*** Supplied records Section Begins ***

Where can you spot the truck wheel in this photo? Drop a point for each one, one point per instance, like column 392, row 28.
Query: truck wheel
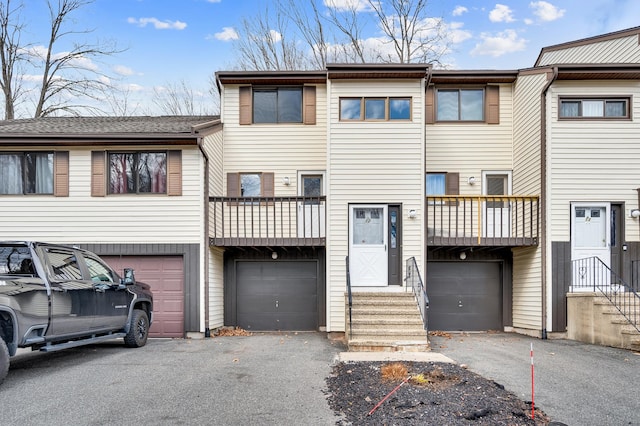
column 4, row 360
column 138, row 329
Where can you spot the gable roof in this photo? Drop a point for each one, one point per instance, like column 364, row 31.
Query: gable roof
column 112, row 130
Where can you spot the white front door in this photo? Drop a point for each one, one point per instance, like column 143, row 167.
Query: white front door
column 368, row 263
column 590, row 237
column 497, row 212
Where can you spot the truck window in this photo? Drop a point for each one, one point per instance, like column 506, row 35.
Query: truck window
column 63, row 264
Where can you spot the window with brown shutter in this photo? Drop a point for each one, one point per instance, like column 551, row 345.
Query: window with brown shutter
column 61, row 174
column 98, row 173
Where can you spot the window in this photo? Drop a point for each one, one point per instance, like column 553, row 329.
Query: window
column 99, row 272
column 277, row 105
column 460, row 104
column 138, row 173
column 26, row 173
column 593, row 108
column 375, row 109
column 442, row 183
column 250, row 184
column 64, row 265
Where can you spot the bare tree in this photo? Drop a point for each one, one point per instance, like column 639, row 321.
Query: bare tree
column 181, row 99
column 12, row 55
column 332, row 31
column 69, row 81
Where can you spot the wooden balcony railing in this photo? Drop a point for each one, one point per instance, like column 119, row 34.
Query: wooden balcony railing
column 267, row 221
column 458, row 220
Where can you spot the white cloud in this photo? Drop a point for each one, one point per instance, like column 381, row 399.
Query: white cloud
column 123, row 70
column 546, row 11
column 459, row 10
column 501, row 13
column 500, row 44
column 158, row 24
column 227, row 34
column 343, row 5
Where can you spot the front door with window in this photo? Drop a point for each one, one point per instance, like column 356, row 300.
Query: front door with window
column 590, row 238
column 497, row 212
column 368, row 262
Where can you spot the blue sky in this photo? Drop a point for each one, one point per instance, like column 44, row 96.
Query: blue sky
column 169, row 41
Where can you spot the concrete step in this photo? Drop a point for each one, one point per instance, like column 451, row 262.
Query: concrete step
column 365, row 345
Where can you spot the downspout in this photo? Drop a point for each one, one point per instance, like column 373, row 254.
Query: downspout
column 543, row 195
column 207, row 330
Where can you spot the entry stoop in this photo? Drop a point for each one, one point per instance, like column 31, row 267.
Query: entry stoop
column 385, row 322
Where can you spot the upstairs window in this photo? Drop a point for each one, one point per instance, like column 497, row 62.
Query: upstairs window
column 138, row 173
column 594, row 108
column 277, row 105
column 460, row 104
column 375, row 109
column 26, row 173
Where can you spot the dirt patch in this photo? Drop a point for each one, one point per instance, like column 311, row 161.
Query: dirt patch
column 435, row 394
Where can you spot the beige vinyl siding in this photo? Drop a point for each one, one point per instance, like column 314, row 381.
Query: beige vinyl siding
column 81, row 218
column 216, row 288
column 623, row 50
column 470, row 148
column 372, row 162
column 527, row 262
column 283, row 149
column 593, row 160
column 527, row 291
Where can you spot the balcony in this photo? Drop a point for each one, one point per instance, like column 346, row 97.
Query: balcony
column 492, row 221
column 267, row 221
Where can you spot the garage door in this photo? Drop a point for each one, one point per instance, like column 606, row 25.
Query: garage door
column 277, row 295
column 165, row 275
column 464, row 296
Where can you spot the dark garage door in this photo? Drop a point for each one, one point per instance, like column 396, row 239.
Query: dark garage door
column 277, row 295
column 165, row 275
column 464, row 296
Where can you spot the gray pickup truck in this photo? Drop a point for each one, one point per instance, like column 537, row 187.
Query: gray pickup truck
column 55, row 297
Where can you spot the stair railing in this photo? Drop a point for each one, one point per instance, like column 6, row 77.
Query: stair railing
column 592, row 274
column 349, row 294
column 414, row 280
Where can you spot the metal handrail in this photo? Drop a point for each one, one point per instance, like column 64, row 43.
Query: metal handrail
column 592, row 274
column 414, row 280
column 349, row 294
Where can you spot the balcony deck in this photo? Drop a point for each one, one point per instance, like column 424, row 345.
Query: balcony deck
column 267, row 221
column 487, row 221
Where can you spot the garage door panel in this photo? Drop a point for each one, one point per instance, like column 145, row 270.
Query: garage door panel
column 277, row 295
column 464, row 296
column 165, row 276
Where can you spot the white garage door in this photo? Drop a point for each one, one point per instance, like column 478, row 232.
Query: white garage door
column 165, row 275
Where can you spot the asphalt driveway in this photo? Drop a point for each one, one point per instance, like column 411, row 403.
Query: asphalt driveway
column 575, row 383
column 264, row 379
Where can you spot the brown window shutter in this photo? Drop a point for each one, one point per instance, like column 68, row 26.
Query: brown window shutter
column 429, row 107
column 98, row 173
column 309, row 95
column 233, row 185
column 61, row 174
column 245, row 105
column 174, row 173
column 268, row 187
column 453, row 183
column 493, row 104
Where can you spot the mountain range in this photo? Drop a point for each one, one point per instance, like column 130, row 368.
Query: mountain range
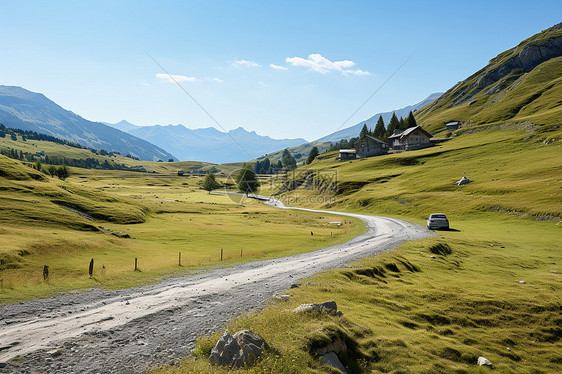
column 26, row 110
column 354, row 130
column 208, row 144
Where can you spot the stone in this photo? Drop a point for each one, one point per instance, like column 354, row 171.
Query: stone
column 482, row 361
column 463, row 181
column 241, row 349
column 329, row 307
column 332, row 360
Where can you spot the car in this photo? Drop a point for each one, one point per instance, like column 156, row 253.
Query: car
column 438, row 221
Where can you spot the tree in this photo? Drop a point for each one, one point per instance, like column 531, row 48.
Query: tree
column 312, row 155
column 288, row 161
column 246, row 180
column 63, row 172
column 403, row 125
column 392, row 125
column 364, row 131
column 379, row 129
column 210, row 183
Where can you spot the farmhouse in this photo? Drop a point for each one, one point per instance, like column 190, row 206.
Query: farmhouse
column 368, row 146
column 347, row 154
column 453, row 125
column 410, row 139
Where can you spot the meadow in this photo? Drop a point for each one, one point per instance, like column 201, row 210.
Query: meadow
column 115, row 216
column 491, row 286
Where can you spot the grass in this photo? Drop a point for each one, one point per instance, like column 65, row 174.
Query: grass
column 517, row 96
column 64, row 224
column 490, row 287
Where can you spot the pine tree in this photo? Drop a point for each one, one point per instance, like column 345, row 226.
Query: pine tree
column 266, row 166
column 379, row 129
column 288, row 161
column 392, row 125
column 364, row 131
column 312, row 155
column 411, row 120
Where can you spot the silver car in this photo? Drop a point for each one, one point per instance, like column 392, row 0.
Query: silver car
column 438, row 221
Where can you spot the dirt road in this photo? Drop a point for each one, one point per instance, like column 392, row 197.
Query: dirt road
column 127, row 331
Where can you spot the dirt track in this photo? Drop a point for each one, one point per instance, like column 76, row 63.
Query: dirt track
column 127, row 331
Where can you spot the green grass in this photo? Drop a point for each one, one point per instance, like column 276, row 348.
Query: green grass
column 163, row 215
column 516, row 97
column 406, row 312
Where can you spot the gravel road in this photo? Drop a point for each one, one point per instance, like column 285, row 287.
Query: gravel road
column 128, row 331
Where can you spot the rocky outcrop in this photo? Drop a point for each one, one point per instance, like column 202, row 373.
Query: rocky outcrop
column 329, row 307
column 241, row 349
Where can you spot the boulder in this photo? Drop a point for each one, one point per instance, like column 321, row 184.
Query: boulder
column 329, row 307
column 332, row 360
column 483, row 361
column 241, row 349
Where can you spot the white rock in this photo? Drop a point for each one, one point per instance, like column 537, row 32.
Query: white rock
column 483, row 361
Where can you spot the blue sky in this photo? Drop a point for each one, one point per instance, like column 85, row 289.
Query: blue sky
column 280, row 68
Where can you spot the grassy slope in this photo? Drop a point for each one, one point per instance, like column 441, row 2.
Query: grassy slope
column 58, row 150
column 405, row 312
column 516, row 97
column 163, row 215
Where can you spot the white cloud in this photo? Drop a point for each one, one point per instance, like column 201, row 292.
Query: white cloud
column 175, row 78
column 277, row 67
column 316, row 62
column 246, row 63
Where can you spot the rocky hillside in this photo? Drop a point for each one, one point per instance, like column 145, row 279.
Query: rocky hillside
column 26, row 110
column 522, row 84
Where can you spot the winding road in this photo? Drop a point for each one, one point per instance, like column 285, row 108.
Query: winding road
column 128, row 331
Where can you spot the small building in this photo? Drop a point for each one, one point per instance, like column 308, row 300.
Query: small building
column 368, row 146
column 347, row 154
column 410, row 139
column 453, row 125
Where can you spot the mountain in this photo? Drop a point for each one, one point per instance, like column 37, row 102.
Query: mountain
column 209, row 144
column 353, row 131
column 122, row 125
column 522, row 84
column 26, row 110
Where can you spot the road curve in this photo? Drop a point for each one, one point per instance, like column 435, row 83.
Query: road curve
column 128, row 331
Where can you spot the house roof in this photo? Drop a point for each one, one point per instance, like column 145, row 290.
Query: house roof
column 408, row 131
column 373, row 138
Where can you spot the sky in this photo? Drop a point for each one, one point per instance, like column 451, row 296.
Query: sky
column 285, row 69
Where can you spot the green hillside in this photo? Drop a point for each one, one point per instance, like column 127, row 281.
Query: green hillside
column 522, row 84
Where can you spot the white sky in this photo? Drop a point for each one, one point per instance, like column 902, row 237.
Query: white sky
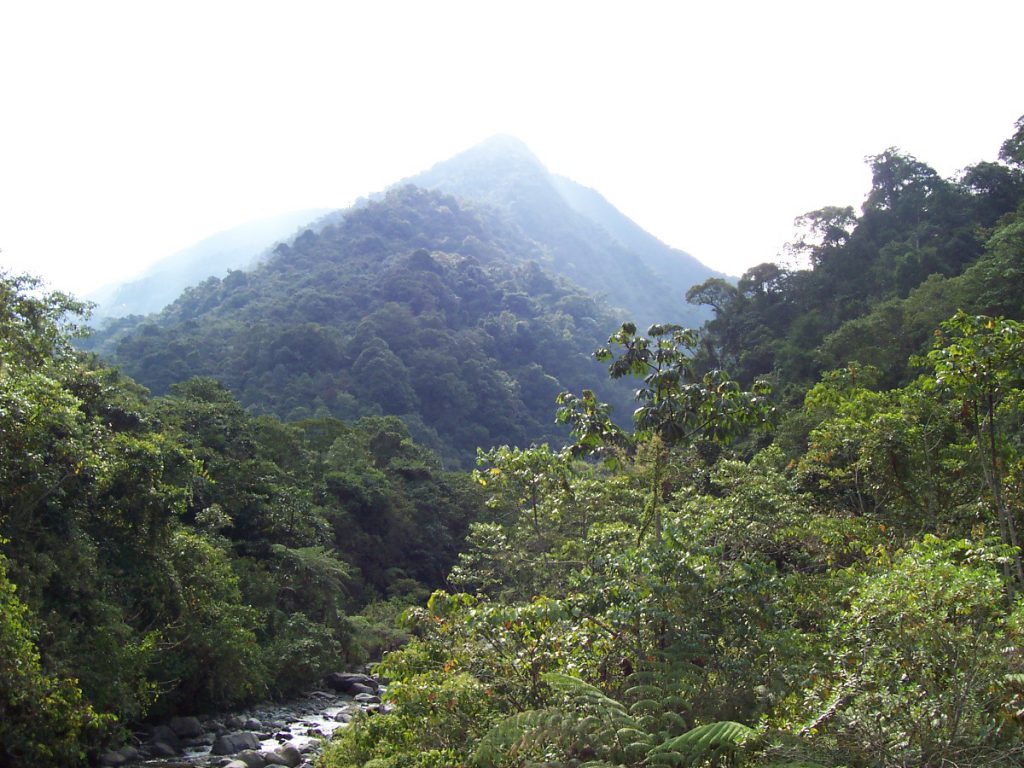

*** Supplied records Section Ends ***

The task:
Where the data above reaches the line holding "Query: gravel road", begin printing, and stop after the line holding "Where can you spot the boulder". Each line must be reproduced exactly, with nothing else added.

Response to the exercise:
Query: gravel road
column 128, row 331
Where can you spot the rocky outcrop in this photo? Drop a point for each one, one point per instance, like column 202, row 373.
Query: rocky outcrop
column 329, row 307
column 241, row 349
Where can you spot the boulder in this photo? Drop a point for each one, one point per instance, like column 321, row 184.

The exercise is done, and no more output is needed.